[Begin Given information]

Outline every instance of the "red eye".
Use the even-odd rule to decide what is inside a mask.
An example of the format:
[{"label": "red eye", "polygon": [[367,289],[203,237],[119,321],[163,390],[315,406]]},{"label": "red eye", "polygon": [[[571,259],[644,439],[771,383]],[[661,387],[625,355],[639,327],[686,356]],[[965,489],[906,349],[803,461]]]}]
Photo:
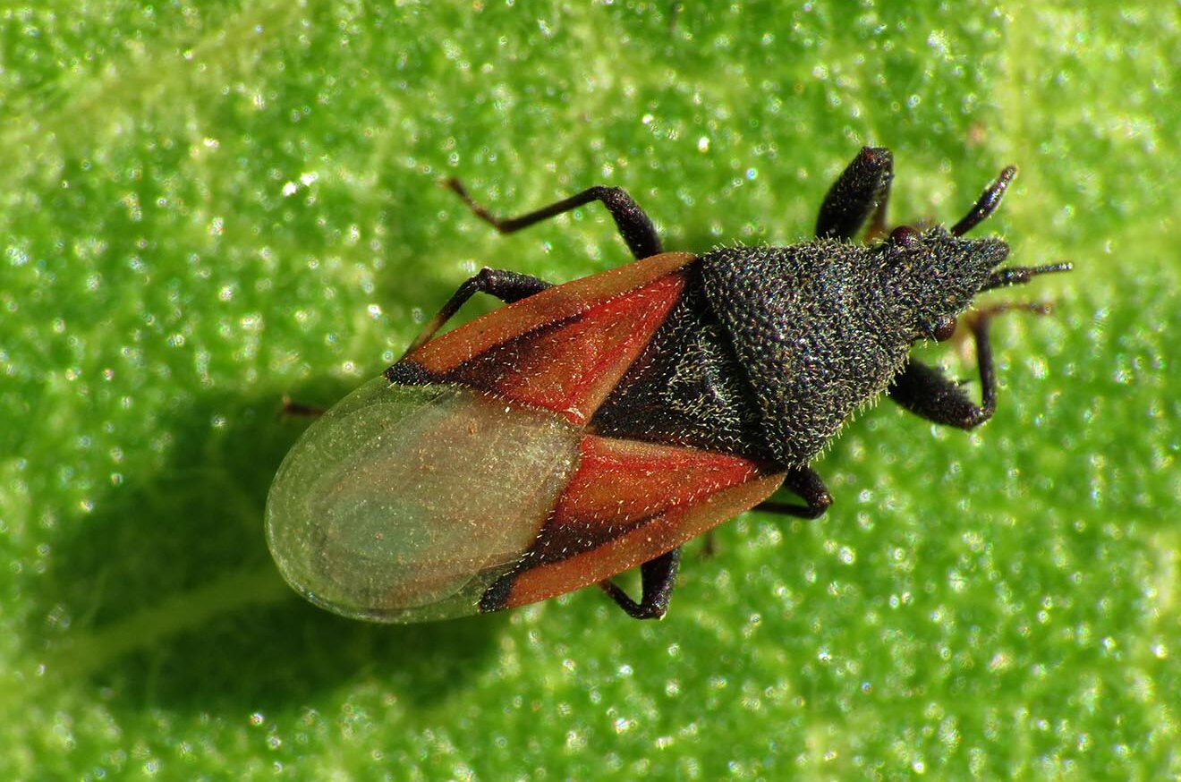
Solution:
[{"label": "red eye", "polygon": [[889,241],[898,247],[914,247],[919,243],[919,232],[909,226],[899,226],[890,232]]},{"label": "red eye", "polygon": [[934,328],[931,330],[931,335],[938,341],[945,343],[955,333],[955,326],[957,324],[954,318],[944,318],[935,324]]}]

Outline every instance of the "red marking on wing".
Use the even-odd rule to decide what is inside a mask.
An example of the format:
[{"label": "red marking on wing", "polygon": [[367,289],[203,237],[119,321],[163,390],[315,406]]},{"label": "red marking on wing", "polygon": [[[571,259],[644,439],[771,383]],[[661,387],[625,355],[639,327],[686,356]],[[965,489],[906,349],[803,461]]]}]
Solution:
[{"label": "red marking on wing", "polygon": [[661,253],[601,274],[556,285],[436,337],[407,358],[431,374],[441,374],[496,345],[582,315],[603,301],[687,266],[696,258],[692,253]]},{"label": "red marking on wing", "polygon": [[505,607],[642,565],[771,496],[783,483],[737,456],[589,436],[554,515],[522,559]]},{"label": "red marking on wing", "polygon": [[583,425],[644,351],[685,288],[674,273],[581,317],[497,345],[438,377]]}]

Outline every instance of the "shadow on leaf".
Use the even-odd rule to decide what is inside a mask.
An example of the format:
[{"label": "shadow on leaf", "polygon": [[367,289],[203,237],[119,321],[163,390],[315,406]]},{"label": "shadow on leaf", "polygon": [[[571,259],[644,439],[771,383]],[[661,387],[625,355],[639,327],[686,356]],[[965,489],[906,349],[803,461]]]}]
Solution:
[{"label": "shadow on leaf", "polygon": [[298,705],[366,677],[425,706],[479,667],[504,618],[370,625],[282,582],[263,507],[306,422],[278,410],[278,395],[201,400],[175,423],[171,464],[129,478],[59,545],[33,612],[46,620],[30,628],[50,670],[90,678],[115,703],[208,710]]}]

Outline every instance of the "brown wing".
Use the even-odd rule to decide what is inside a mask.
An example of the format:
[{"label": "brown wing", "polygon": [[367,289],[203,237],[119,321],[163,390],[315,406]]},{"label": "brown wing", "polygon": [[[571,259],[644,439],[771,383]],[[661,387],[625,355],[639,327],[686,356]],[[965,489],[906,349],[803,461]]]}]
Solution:
[{"label": "brown wing", "polygon": [[689,253],[664,253],[555,286],[423,345],[432,380],[552,410],[582,425],[685,288]]},{"label": "brown wing", "polygon": [[783,473],[737,456],[587,436],[579,468],[482,611],[544,600],[642,565],[769,497]]}]

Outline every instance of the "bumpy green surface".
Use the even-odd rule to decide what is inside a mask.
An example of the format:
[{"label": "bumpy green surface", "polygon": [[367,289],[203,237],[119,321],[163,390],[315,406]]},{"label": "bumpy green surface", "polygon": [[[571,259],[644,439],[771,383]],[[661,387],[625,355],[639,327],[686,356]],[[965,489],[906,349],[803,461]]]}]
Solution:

[End Given information]

• [Problem to work on]
Transcribe the records above exactly, omitting every picture they contain.

• [Solution to the exercise]
Outline every instance of the "red eye".
Use the even-odd rule to decide what is inside a mask.
An example of the format:
[{"label": "red eye", "polygon": [[367,289],[203,237],[119,321],[163,390],[315,406]]},{"label": "red eye", "polygon": [[[571,259],[644,439],[771,383]],[[661,387],[625,355],[639,327],[686,356]],[[965,489],[906,349],[803,461]]]}]
Photo:
Solution:
[{"label": "red eye", "polygon": [[889,241],[898,247],[914,247],[919,243],[919,232],[909,226],[899,226],[890,232]]},{"label": "red eye", "polygon": [[934,328],[931,330],[931,335],[938,341],[945,343],[955,333],[955,326],[957,324],[954,318],[944,318],[935,324]]}]

Outline every instance of the "red marking on wing".
Use the even-odd rule to decide what is inside a mask.
An example of the format:
[{"label": "red marking on wing", "polygon": [[367,289],[203,237],[119,321],[163,390],[315,406]]},{"label": "red marking on wing", "polygon": [[[571,259],[644,439],[771,383]],[[661,387],[625,355],[639,327],[686,356]],[[965,489],[906,349],[803,461]]]}]
Solution:
[{"label": "red marking on wing", "polygon": [[661,253],[601,274],[556,285],[436,337],[407,358],[431,374],[441,374],[496,345],[582,315],[603,301],[687,266],[696,258],[692,253]]},{"label": "red marking on wing", "polygon": [[505,607],[642,565],[771,496],[783,483],[737,456],[589,436],[554,515],[522,559]]},{"label": "red marking on wing", "polygon": [[583,425],[644,351],[685,288],[674,273],[581,317],[497,345],[438,377]]}]

Outline every instance of the "shadow on leaf".
Use the even-odd rule to decide what is inside a mask.
An example of the format:
[{"label": "shadow on leaf", "polygon": [[367,289],[203,237],[119,321],[163,390],[315,406]]},{"label": "shadow on leaf", "polygon": [[[571,259],[644,439],[771,383]],[[661,387],[625,355],[639,327],[686,356]],[[965,489],[906,349],[803,461]]]}]
Solution:
[{"label": "shadow on leaf", "polygon": [[298,705],[366,677],[425,706],[479,667],[504,618],[370,625],[282,582],[263,507],[306,422],[278,410],[278,395],[201,400],[175,423],[171,464],[129,478],[59,545],[33,612],[46,620],[30,628],[50,670],[90,678],[115,703],[208,710]]}]

Outline every instance of the "brown wing".
Use the even-odd rule to decide what is inside a mask.
An example of the format:
[{"label": "brown wing", "polygon": [[367,289],[203,237],[119,321],[163,390],[315,406]]},{"label": "brown wing", "polygon": [[[571,259],[644,439],[771,383]],[[661,387],[625,355],[639,327],[686,356]],[[965,489],[906,349],[803,461]]]}]
Solution:
[{"label": "brown wing", "polygon": [[689,253],[664,253],[555,286],[423,345],[432,380],[552,410],[582,425],[685,288]]},{"label": "brown wing", "polygon": [[783,473],[737,456],[587,436],[579,468],[482,611],[544,600],[642,565],[769,497]]}]

Outline every instance of the "bumpy green surface".
Use the even-odd rule to decide what is inside a mask.
An example of the format:
[{"label": "bumpy green surface", "polygon": [[367,289],[203,237],[119,321],[163,390],[315,406]]},{"label": "bumpy green surface", "polygon": [[[571,259],[644,439],[771,383]],[[661,387],[625,355],[639,327],[686,356]],[[965,489],[906,349],[803,461]]]}]
Solution:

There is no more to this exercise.